Academic factors only academic after all
While nearly 400 investment factors have been proposed in academic journals since 1960, new research calls into question their practicality – and their ability to earn anybody a performance fee.
The rise of quantitative and smart beta investing has also seen an explosion in the number of factors – that is, attributes or traits that allegedly drive returns – put forward by academic journals. But research by Campbell Harvey, a partner at Research Affiliates and Duke University theoretician, suggests that many factors (at least, those “discovered” by academics) are actually hot air.
But Harvey’s research, titled “The Pitfalls of Asset Management Research”, shows that over 400 factors have been published in top journals since the 1960s and that almost all of these factors are deemed “significant” by researchers. But Harvey believes that many of these results are produced through “p-hacking” – the misuse of data analysis to find patterns in data that can then be presented as statistically significant.
“Researchers frequently achieve statistical significance (or a low p-value) by making choices. For example, many variables might be considered and the best ones cherry picked for reporting,” Harvey wrote. “Different sample starting dates might be considered to generate the highest level of significance.
“Certain influential episodes in the data, such as those arising from the global financial crisis or the COVID-19 pandemic, might be censored because they diminish the strength of the research results.
P-hacking itself is driven by an incentive structure that encourages the publication of papers to earn a promotion or tenure, “leads to the unfortunate conclusion that roughly half of the empirical research findings in finance are likely false.” These papers also tend not to account for factors like implementation costs, including transaction and shorting costs.
To validate the theory, Harvey uses a testing group of smart beta ETFs, many of which are claimed to be based on “peer-reviewed research published in the finest academic journals” – peer-reviewed research that might have been p-hacked or overfit “to such an extent that the results are unlikely to repeat out of sample.” Backtested returns for the ETFs were strong, but after application to the SEC and the subsequent launch of the ETF, “the excess returns are zero” – an outcome Harvey believes is consistent with overfitting and/or p-hacking.
“As with academic research, investors need to be sceptical of asset management research conducted by practitioners,” Harvey writes. “Indeed, one company might comb through the academic research and do its own data mining in order to launch many ETFs, fully knowing some will fail. Nevertheless, the company receives a fixed fee. Given the large number of funds launched, most remember the winners more than the losers.”
The good news from Harvey’s test is that doing this in the real world obviously doesn’t create any sort of return. Asset managers are unlikely to choose the best performing backtest out of an acknowledgement that it results from “overfitting and luck”, and so won’t generate what they really want: performance fees. And if an asset manager’s products disappoint investors, they’ll flee the firm – so the “market mechanism naturally minimises the overfitting.”
Still, incentive structures in place within some asset management firms should give investors pause for thought. A dysfunctional research culture where one researcher is elevated over another when their research works out can result in other researchers engaging in data mining and p-hacking to effectively save their own skins by delivering a statistically “significant” result.
Investors can take a number of steps to mitigate the problem,” Harvey wrote. “First, be sceptical of both academic and practitioner research. Often a predetermined agenda or incentives make the results seem stronger than they are. Second, take the research culture into account. For example, when presented with a new strategy, ask if the company keeps a record of all variables that were tried.”
“…strategically ask questions such as “Did you try X?” If the answer is “Yes, and it does not work” and X is not reported, interpret this as a red flag. On seeing one cockroach, you can safely assume a dozen are behind the wall.”

§ **WORK INSTRUCTIONS**:
Rewrite the paragraph in the text on academic investment factors above that begins "To validate the theory" as a short bulleted list that keeps its main facts.

§ **SUPPLIED RECORDS**:
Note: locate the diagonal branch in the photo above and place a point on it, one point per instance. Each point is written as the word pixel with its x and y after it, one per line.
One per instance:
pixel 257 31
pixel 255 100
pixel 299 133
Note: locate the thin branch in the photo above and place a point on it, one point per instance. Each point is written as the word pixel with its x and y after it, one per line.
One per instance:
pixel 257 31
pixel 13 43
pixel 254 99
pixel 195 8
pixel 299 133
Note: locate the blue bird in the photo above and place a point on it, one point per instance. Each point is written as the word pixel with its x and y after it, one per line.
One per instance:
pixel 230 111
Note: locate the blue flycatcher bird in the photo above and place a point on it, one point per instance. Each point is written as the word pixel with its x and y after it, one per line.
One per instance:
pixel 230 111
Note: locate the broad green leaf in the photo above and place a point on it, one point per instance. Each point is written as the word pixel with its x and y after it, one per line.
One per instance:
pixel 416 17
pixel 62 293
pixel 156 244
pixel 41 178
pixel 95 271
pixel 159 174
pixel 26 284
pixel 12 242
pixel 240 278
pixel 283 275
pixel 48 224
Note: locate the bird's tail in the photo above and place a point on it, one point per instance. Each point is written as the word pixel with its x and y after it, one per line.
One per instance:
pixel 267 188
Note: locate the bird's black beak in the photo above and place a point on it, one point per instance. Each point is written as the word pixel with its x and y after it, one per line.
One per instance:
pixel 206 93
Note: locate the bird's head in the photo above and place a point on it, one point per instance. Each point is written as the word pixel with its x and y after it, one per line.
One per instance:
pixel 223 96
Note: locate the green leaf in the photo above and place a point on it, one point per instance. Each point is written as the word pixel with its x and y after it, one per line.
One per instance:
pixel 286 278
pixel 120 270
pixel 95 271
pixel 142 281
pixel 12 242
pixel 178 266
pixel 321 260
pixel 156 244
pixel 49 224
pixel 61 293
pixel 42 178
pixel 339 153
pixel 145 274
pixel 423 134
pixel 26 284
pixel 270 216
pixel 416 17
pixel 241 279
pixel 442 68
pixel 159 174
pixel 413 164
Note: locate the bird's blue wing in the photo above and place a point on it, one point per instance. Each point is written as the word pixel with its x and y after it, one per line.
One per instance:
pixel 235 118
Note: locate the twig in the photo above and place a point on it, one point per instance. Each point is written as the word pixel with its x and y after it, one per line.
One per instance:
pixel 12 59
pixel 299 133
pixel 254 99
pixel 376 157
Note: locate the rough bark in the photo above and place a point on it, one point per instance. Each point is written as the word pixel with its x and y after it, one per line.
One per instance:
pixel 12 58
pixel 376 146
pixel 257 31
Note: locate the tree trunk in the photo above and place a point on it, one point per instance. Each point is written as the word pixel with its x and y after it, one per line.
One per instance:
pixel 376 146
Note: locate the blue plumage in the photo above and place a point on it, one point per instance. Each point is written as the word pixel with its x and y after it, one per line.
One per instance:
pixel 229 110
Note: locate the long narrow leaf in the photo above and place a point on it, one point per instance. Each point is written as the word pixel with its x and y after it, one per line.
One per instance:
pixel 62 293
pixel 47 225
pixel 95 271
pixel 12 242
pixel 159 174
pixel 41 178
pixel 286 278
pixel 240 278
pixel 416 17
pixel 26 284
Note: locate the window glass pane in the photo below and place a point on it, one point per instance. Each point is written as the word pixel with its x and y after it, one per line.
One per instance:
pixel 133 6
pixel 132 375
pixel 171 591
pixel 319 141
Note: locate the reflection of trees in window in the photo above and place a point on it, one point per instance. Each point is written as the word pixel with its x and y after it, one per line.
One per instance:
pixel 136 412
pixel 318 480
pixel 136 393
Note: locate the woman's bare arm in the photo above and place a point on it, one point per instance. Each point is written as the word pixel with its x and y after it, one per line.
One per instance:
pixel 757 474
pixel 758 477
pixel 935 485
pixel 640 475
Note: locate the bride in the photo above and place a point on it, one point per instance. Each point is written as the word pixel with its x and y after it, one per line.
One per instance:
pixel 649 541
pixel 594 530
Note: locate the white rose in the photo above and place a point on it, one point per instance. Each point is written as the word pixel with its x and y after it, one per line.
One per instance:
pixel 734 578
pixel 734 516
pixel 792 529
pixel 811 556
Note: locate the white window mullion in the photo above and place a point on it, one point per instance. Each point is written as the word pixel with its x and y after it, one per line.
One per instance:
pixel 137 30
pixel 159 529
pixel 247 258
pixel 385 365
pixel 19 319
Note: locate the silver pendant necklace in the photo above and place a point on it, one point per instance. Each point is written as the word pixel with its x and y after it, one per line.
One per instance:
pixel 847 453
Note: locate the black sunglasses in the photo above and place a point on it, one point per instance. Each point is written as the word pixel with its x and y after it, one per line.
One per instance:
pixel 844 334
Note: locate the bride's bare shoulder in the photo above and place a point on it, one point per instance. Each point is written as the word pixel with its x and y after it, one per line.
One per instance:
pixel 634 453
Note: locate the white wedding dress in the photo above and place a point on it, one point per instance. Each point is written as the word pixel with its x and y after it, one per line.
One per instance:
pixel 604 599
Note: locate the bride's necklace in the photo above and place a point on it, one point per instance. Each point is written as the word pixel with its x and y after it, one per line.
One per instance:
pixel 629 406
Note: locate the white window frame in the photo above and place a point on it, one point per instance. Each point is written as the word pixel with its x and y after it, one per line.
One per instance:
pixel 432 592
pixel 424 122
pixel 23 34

§ **EXERCISE OUTPUT**:
- Harvey tests his theory on a group of smart beta ETFs.
- Many of these ETFs are said to rest on peer-reviewed research from top academic journals. That research may have been p-hacked or overfit so much that the results are unlikely to repeat out of sample.
- The ETFs showed strong backtested returns.
- After the SEC application and launch, their excess returns were zero.
- Harvey considers this consistent with overfitting and/or p-hacking.